City bus manufactured in Poland

The Autosan A0808MN Sancity is a low-entry city bus produced from the autumn of 2008 to mid-2009 in Sanok in Poland by Autosan. Its predecessor was the Jelcz M083C Libero which had an Autosan chassis, and successors are Autosan M09LE Sancity and Sancity 9LE. A0808MN Sancity and which are designed for urban and suburban public transportation services.

==History of the bus model==

===Prototype===

In 2000, the International Trade Fair presented the prototype Autosan A613MN Mini, which was built based on the chassis of the Csepel 613.04. It was the first low-entry bus built by the Autosan company. The bus was equipped with a door 1-2-0 system. The bus had a 4-cylinder Cummins B 135-20 engine which meets Euro 2 standards with a capacity of 5.9 dm and maximum power of 100 kW (136 hp), with a 6-speed ZF 6S-36 manual transmission. It had a length of 7850 mm, width 2400 mm and a height of 2630 mm. The structure was supported by steel pipes with a cross-section joined together by welding. The roof and side walls were made of aluminium and the front and rear walls were made from plastic.

Four prototypes were made of such buses, which were delivered to Bydgoszcz. The bus gained many potential buyers, but trouble's with the Csepel company which provided the chassis meant that Autosan had to find a different company which had built chassis. There was considered cooperation with the Turkish company BMC, but ultimately the company decided to develop their own Autosan chassis for this bus.

WORK TASK 1:
Answer these questions on the bus text, one per line:
(a) In which town was the Autosan A0808MN Sancity produced?
(b) Which engine did the prototype Autosan A613MN Mini have?
(c) To which city were the four prototypes delivered?
WORK TASK 2: Copy everything from "The Autosan A0808MN" down to "public transportation services." in the bus text, swapping "low-entry" for "low-floor".
The lines after the bus text are separate material.

DATASET EXCERPTS:
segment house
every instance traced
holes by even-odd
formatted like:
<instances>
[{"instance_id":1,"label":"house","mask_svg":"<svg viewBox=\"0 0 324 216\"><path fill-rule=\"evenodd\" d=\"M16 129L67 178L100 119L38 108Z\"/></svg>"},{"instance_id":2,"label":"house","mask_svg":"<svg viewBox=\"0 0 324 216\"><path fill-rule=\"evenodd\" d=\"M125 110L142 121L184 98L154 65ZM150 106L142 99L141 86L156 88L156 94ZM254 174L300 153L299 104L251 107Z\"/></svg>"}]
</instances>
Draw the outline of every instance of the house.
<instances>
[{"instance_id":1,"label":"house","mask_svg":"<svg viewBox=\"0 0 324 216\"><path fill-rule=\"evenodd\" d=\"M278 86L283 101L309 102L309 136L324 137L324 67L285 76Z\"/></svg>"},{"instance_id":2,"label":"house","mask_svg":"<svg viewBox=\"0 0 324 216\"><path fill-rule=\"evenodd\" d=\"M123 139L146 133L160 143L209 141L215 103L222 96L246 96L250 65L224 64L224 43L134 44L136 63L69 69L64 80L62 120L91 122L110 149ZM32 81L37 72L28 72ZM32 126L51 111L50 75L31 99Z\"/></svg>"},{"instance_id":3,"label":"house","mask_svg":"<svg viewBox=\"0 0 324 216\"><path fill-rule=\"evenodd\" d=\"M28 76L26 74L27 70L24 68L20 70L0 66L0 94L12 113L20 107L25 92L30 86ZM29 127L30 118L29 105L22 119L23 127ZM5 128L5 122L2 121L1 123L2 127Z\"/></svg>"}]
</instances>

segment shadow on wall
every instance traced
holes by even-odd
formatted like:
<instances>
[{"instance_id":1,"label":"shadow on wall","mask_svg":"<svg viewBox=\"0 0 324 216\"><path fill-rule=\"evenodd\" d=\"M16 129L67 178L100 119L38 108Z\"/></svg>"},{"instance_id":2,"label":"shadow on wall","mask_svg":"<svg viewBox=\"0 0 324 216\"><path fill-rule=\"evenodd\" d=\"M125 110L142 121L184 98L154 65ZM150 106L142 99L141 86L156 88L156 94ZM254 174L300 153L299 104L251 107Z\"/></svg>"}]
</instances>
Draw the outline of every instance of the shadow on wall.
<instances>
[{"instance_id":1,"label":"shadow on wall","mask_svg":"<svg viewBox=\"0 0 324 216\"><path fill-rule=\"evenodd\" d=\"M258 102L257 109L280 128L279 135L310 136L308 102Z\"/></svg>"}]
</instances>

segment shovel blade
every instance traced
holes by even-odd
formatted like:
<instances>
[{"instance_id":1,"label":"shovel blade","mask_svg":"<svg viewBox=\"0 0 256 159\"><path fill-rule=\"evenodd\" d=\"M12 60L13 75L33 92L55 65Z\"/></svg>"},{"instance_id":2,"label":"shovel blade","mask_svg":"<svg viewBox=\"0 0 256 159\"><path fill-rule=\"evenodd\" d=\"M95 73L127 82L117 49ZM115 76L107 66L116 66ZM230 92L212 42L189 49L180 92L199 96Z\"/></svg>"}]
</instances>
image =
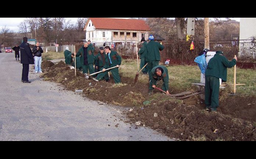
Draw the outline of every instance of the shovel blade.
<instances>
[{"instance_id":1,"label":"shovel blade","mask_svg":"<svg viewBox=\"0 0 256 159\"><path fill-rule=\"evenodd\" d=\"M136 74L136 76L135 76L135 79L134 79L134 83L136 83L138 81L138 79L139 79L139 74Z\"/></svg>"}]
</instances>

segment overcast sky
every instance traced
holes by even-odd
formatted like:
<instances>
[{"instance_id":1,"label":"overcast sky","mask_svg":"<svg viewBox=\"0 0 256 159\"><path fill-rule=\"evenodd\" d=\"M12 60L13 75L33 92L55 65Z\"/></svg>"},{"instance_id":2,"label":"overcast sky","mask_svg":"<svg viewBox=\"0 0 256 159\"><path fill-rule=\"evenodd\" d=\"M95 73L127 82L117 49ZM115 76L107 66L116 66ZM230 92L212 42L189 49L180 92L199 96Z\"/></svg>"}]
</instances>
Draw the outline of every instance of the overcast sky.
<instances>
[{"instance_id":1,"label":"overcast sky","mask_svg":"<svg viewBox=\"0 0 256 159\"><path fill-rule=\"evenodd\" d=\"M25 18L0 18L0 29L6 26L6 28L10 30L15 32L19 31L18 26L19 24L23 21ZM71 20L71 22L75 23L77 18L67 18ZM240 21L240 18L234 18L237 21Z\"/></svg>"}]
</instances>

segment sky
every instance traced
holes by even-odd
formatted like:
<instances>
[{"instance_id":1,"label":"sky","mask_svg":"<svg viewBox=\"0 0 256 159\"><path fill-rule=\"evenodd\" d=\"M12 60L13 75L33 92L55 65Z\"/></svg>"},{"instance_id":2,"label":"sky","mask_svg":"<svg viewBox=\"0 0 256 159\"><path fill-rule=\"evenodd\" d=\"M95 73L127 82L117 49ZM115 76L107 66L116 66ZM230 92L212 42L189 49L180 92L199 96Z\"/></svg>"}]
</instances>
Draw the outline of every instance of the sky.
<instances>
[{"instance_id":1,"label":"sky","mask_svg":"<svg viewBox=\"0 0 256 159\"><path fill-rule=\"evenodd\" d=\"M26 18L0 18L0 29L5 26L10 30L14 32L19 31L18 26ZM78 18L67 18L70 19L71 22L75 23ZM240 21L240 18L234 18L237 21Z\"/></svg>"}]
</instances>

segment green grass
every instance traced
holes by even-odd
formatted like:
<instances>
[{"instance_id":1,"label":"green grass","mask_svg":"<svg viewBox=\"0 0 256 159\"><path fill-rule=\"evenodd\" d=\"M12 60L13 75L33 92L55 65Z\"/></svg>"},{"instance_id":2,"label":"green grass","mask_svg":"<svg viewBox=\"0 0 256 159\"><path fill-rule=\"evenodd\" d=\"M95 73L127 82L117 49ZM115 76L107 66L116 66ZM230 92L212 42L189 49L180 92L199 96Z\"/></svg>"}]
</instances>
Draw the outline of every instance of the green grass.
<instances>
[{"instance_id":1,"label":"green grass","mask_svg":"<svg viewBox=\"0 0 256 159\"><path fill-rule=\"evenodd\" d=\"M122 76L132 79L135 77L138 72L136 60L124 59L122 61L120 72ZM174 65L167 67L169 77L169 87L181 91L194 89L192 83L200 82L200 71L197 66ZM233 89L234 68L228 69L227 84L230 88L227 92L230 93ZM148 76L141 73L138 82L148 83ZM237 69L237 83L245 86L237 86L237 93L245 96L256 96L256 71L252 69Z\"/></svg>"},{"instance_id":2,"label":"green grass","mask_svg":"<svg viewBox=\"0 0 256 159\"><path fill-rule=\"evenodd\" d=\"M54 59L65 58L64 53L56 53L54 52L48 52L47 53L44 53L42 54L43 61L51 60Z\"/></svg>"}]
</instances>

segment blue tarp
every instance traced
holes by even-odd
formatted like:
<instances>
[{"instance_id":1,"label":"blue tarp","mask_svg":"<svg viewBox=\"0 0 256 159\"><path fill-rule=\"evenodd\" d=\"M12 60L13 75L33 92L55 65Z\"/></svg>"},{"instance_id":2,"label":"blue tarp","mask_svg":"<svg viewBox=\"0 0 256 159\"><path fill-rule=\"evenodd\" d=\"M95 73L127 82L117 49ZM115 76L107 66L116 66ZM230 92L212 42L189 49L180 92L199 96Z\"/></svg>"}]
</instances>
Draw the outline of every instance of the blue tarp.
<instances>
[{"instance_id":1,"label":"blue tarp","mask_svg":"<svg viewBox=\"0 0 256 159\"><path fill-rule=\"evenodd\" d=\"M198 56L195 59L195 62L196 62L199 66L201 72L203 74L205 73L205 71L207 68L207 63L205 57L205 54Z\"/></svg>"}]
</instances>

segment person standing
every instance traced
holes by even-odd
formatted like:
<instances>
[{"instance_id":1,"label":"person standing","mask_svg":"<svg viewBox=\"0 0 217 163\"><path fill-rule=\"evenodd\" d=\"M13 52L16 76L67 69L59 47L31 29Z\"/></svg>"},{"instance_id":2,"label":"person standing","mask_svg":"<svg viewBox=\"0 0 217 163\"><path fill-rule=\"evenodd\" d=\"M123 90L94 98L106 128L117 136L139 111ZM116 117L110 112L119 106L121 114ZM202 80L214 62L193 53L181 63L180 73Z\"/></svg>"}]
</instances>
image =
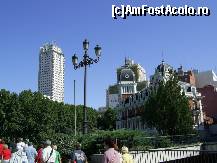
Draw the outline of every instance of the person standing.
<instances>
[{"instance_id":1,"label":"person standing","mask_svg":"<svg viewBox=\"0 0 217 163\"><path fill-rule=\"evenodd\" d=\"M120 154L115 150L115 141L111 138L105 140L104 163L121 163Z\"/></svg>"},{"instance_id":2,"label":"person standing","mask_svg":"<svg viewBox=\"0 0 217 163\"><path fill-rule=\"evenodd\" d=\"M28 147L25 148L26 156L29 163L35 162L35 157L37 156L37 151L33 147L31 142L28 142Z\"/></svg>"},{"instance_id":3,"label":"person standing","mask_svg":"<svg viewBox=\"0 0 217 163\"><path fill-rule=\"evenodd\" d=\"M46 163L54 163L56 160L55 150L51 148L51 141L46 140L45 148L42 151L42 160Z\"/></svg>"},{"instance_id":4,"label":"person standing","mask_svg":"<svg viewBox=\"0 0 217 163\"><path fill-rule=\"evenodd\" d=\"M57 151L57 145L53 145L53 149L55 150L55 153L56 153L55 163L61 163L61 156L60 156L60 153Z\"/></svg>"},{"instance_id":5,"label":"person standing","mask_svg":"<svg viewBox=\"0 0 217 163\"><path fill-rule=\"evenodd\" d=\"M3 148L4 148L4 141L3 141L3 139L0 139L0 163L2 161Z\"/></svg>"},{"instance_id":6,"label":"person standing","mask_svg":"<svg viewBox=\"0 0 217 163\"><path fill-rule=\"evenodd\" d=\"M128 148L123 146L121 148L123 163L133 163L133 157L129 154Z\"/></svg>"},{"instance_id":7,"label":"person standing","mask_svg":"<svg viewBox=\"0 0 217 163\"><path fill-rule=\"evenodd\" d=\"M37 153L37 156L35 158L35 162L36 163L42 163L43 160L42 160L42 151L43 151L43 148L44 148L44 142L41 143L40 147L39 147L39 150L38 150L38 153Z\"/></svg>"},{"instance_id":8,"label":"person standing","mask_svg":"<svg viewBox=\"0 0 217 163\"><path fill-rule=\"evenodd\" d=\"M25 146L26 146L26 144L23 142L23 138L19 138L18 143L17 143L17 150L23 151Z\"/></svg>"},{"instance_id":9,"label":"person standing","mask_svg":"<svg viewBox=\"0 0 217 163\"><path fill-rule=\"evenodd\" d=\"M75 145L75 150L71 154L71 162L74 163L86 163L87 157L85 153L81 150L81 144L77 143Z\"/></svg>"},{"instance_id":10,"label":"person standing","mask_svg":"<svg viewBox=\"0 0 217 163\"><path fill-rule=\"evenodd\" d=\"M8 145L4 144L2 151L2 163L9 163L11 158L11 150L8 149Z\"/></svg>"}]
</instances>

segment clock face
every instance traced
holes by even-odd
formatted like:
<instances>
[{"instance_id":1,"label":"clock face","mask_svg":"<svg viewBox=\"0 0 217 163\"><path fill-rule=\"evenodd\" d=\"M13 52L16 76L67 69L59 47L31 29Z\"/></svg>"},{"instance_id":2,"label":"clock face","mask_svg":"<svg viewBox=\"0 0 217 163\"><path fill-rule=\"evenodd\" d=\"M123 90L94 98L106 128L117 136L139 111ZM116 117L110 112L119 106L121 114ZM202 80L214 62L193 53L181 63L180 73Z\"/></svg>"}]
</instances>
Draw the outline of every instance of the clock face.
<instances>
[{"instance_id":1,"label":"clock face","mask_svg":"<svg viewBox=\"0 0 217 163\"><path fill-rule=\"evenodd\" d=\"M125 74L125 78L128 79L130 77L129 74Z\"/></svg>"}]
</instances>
...
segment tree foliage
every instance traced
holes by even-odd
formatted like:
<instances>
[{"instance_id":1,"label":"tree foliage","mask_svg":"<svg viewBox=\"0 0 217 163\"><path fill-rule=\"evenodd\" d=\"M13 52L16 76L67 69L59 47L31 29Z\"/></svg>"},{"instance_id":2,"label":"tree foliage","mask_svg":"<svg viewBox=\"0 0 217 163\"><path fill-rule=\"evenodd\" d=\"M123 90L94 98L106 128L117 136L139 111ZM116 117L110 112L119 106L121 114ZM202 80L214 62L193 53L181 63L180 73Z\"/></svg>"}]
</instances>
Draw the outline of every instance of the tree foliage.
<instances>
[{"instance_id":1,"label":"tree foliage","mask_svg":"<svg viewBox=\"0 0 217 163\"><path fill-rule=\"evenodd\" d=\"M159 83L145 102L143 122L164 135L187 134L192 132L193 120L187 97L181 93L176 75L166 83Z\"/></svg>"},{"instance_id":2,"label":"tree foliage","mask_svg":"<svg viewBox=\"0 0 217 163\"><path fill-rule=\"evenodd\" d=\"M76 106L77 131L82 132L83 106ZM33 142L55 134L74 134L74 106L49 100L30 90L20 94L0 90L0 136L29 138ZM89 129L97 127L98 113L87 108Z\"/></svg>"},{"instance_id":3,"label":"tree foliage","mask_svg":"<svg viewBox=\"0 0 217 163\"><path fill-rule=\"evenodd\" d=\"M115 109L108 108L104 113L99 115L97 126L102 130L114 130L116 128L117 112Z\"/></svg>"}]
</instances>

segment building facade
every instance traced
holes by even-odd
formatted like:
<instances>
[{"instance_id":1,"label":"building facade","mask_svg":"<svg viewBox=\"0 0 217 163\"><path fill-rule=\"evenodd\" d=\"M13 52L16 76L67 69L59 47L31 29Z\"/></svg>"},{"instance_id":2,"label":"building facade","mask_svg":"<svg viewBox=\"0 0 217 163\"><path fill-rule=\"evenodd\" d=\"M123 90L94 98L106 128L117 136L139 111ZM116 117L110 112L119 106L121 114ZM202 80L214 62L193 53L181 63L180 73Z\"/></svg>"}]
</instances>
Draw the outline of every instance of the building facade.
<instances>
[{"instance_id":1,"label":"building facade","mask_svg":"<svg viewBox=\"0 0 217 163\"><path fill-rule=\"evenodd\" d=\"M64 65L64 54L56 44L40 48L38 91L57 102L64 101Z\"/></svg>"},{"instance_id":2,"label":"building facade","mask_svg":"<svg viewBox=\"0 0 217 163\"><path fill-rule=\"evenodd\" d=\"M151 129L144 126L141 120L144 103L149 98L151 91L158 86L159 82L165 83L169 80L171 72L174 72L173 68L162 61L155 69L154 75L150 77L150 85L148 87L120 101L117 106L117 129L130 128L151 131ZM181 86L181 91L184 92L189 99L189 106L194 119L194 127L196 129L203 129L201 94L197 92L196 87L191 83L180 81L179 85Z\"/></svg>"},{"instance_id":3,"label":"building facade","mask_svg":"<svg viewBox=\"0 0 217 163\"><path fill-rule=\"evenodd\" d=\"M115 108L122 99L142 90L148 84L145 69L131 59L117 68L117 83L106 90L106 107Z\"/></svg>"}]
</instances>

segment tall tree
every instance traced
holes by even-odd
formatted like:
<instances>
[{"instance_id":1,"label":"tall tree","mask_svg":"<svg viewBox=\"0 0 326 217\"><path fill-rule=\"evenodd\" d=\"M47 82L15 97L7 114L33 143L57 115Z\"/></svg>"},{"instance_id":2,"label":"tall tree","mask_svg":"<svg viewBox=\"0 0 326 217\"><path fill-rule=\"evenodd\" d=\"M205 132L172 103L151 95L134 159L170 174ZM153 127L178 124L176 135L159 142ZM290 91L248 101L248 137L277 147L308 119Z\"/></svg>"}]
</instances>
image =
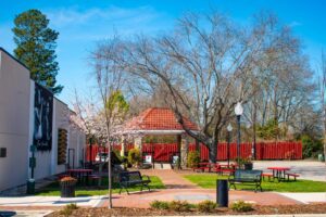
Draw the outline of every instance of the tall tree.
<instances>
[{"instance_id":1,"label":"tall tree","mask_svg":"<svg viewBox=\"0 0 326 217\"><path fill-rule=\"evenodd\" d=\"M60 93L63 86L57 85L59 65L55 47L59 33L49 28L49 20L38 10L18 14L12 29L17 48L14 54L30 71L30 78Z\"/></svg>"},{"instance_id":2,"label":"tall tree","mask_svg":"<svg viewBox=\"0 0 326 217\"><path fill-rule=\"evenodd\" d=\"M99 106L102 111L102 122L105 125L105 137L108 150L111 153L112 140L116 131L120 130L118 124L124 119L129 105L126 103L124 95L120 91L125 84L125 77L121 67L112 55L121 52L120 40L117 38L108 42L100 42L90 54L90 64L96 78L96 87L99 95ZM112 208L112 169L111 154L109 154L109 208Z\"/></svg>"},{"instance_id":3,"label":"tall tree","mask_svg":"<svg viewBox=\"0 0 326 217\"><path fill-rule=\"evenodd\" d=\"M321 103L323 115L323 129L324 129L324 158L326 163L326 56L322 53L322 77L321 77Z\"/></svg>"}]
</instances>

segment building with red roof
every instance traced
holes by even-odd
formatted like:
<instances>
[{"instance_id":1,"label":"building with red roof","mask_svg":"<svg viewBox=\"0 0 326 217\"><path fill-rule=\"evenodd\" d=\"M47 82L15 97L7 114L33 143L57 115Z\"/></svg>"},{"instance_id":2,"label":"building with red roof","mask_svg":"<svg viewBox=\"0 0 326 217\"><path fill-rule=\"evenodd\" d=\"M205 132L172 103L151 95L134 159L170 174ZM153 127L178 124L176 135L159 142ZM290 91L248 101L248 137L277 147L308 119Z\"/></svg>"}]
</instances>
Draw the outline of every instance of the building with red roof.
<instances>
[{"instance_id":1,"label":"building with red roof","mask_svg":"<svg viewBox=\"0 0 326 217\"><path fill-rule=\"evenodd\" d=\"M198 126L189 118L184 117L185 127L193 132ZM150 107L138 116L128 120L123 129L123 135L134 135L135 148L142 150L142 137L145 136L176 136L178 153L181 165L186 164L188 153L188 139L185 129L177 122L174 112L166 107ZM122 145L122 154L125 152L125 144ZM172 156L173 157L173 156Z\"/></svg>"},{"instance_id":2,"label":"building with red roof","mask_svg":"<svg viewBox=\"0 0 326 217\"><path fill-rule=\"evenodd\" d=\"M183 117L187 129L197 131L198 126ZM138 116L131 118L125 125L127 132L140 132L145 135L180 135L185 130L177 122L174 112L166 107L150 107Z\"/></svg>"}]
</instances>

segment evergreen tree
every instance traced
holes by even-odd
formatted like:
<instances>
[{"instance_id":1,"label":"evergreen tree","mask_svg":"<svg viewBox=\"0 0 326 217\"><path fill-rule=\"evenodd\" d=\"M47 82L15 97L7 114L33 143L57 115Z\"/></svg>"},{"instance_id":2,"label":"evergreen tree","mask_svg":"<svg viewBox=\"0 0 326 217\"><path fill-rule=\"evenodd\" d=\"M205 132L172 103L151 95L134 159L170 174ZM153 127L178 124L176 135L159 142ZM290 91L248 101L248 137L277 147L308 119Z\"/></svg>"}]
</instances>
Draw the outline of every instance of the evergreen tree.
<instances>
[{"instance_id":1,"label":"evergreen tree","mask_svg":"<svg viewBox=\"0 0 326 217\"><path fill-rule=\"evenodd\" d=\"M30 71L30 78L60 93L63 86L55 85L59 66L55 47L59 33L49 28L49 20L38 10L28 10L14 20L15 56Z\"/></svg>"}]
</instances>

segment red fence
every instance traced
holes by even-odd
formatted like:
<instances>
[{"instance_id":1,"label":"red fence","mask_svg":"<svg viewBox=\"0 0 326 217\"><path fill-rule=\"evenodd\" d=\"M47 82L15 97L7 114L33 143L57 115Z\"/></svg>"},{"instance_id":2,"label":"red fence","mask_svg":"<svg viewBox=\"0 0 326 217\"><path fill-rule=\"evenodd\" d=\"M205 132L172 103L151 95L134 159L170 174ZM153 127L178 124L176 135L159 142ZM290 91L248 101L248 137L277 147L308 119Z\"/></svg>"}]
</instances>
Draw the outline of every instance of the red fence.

PROBLEM SOLUTION 1:
(a) Sanok
(b) A 4-cylinder Cummins B 135-20
(c) Bydgoszcz

PROBLEM SOLUTION 2:
The Autosan A0808MN Sancity is a low-floor city bus produced from the autumn of 2008 to mid-2009 in Sanok in Poland by Autosan. Its predecessor was the Jelcz M083C Libero which had an Autosan chassis, and successors are Autosan M09LE Sancity and Sancity 9LE. A0808MN Sancity and which are designed for urban and suburban public transportation services.